# Help me track the history of my rescue bluenose! Found in NYC but w/ SF Bay area chip



## alexdecampi (Feb 21, 2012)

Hi, I'm new here! So I want to apologise in advance if I say something wrong or am asking this question in the wrong place.

I have a really gorgeous bluenose pit female. Her name is Twiggy. She is 5-7 years old. 72lbs, great muscle tone, great great great skin (NEVER had a hotspot), and very good/healthy conformation... wherever she was from, they took GOOD care of her when she was a puppy.

In July 2010, she was found on the streets of NYC, almost half her healthy weight (39lbs) and lactating. No puppies, of course. She ended up in the NY kill shelter and I adopted her.

She had an unregistered microchip. I had always wondered what her history was, because she is such a hunk. So I finally called up HomeAgain (the chip manufacturer) today.

HomeAgain say that chip was sold to/implanted by VIP Pet Care Services in Windsor, CA in 2008.

So I call VIP Pet Care Services. They have no vetting records associated with that chip, which means they must have sold on that lot of chips to a pet store or breeder. I reckon a breeder is more likely, as that's the most likely way a CA blue gets to NYC. Also, what pet store sells bluenose pit pups?

- _PROVIDED MATERIAL_:
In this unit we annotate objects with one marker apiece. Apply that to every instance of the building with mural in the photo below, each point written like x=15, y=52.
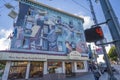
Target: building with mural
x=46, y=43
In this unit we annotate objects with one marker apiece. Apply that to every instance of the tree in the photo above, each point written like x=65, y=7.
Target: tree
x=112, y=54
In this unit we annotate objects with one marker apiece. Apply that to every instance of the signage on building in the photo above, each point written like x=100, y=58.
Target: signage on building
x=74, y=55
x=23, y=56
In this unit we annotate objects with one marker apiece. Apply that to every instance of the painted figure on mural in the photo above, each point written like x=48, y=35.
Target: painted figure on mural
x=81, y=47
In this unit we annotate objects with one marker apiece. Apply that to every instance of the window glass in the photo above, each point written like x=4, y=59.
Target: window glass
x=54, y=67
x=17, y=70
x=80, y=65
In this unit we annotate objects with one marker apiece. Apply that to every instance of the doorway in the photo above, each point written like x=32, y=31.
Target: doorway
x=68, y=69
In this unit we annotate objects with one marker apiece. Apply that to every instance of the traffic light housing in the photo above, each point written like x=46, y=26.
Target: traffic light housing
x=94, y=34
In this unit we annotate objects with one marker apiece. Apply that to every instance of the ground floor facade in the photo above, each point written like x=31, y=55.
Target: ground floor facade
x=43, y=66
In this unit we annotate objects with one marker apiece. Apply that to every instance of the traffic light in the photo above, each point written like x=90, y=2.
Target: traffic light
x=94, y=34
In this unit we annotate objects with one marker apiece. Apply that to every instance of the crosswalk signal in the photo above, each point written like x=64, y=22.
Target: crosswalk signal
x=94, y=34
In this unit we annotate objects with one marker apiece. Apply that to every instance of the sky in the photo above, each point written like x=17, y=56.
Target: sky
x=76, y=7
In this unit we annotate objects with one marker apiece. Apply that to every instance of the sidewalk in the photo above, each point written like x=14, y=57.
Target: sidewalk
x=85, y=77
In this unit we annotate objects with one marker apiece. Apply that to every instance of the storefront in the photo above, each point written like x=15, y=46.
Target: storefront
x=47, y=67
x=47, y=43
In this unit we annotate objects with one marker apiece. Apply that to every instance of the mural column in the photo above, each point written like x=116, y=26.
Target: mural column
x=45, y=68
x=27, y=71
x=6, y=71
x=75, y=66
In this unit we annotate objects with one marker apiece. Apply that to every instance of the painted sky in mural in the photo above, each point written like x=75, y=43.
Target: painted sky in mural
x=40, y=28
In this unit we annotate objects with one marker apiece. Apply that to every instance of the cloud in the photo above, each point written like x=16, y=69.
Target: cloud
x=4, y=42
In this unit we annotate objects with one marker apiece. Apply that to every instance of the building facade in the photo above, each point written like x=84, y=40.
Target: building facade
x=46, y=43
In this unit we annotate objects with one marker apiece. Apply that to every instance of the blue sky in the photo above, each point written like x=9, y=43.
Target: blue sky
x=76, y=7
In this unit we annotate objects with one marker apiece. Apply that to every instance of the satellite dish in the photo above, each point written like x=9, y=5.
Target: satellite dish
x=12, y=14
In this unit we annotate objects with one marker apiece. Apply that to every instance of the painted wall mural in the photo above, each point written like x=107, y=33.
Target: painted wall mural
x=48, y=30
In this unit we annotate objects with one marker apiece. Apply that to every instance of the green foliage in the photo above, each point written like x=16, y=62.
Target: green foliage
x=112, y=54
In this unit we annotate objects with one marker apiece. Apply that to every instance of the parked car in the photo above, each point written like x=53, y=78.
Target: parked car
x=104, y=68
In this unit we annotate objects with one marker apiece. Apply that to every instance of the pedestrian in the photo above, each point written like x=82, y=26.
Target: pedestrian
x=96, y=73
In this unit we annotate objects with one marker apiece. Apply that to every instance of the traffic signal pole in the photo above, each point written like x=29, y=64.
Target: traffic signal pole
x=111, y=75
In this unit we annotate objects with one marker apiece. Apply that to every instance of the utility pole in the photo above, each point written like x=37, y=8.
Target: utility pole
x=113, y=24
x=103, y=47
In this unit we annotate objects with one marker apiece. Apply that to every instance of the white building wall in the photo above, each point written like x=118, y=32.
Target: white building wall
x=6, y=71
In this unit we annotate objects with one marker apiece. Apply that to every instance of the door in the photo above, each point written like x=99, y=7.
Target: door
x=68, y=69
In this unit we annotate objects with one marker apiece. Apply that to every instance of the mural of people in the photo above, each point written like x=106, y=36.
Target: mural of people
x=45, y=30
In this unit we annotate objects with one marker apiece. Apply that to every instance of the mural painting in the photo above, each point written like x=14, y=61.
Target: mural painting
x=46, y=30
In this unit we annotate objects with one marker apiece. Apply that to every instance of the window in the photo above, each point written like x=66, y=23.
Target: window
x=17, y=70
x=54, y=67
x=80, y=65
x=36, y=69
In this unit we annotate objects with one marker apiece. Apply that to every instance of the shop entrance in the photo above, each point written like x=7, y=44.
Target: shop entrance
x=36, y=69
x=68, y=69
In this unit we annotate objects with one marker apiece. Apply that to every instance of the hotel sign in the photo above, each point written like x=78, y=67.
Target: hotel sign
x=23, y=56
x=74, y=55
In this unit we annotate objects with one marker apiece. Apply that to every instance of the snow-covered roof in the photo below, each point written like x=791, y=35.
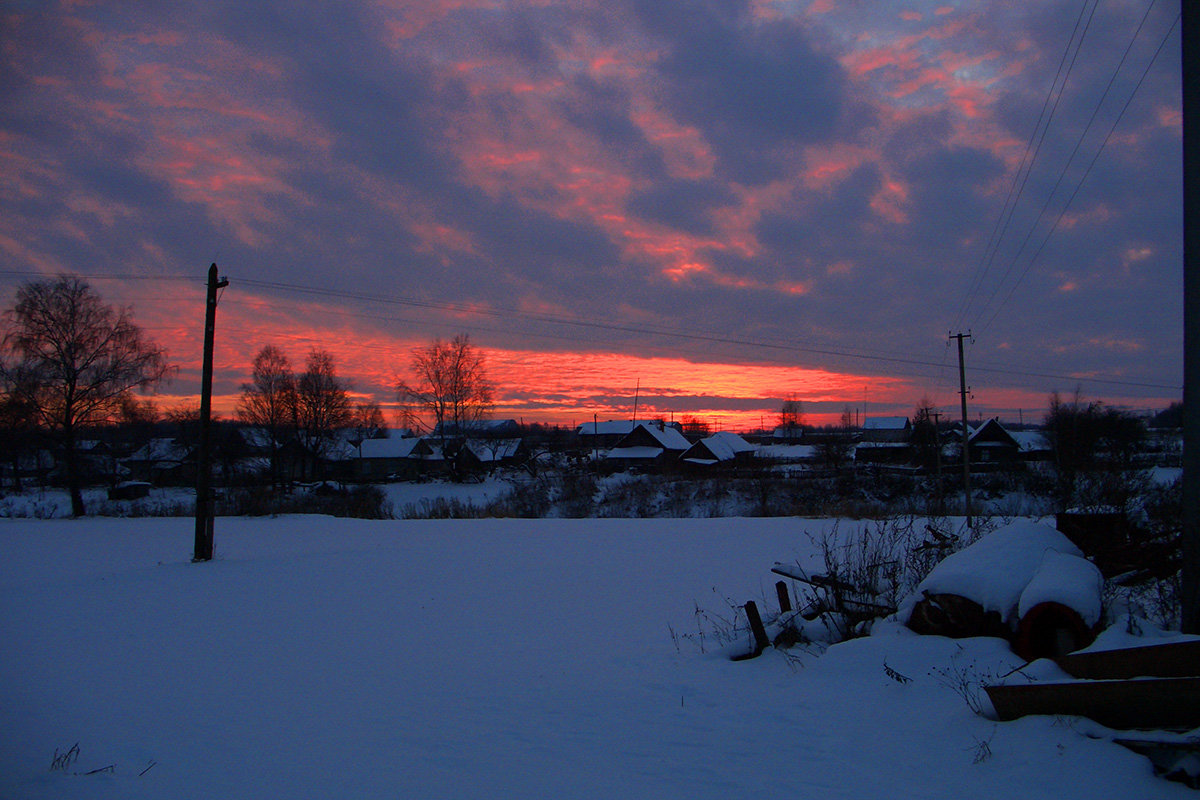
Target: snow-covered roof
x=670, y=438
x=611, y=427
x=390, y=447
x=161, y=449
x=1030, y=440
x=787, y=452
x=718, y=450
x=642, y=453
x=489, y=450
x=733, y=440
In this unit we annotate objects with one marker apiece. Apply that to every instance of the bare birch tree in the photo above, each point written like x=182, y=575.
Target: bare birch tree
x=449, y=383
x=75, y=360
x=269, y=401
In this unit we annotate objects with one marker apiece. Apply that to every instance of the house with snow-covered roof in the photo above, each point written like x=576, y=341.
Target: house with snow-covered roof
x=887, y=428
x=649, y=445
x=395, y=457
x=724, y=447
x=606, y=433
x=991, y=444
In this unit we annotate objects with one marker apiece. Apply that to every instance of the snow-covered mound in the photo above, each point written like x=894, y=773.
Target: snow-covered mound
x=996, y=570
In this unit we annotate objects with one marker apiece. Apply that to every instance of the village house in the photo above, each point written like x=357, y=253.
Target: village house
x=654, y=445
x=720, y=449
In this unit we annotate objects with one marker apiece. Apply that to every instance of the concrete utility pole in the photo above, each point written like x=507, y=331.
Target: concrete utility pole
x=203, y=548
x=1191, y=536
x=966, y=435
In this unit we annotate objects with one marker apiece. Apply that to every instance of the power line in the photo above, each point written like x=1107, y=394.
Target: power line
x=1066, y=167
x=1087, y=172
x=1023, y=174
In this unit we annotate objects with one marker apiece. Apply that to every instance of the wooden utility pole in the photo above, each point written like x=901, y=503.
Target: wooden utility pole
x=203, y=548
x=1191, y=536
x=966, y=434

* * *

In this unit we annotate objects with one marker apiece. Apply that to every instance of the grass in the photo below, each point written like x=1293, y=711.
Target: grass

- _PROBLEM DETAILS_:
List every year mentioned in the forum thread about the rescue bluenose.

- _OUTPUT FOR THIS EXERCISE_:
2012, 2010, 2008